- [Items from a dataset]
.....
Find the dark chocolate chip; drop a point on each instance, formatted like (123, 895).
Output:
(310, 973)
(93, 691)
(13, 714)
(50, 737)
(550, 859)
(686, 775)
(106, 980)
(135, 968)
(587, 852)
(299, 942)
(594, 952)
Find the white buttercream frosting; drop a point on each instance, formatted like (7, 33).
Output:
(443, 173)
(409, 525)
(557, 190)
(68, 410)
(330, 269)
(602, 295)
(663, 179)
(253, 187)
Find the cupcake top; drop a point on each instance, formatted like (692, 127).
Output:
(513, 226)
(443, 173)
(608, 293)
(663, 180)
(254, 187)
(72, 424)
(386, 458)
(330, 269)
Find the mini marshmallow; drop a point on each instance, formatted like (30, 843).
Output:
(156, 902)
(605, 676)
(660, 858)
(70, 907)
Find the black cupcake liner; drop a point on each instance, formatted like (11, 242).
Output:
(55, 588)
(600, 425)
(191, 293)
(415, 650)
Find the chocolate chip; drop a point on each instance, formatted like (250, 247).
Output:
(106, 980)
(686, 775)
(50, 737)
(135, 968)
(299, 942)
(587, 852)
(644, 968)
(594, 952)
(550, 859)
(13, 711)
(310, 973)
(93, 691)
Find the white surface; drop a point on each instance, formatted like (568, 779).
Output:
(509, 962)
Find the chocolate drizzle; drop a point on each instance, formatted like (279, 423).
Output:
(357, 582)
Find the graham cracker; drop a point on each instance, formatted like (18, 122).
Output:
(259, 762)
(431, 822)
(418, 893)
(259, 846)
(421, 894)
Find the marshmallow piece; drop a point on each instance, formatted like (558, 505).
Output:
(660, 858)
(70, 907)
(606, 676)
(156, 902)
.....
- [WORK TO BE COMPLETED] Return only the number of lines in the entries above that contain the word "marshmallow".

- [OUTPUT OF THE EXERCISE] 2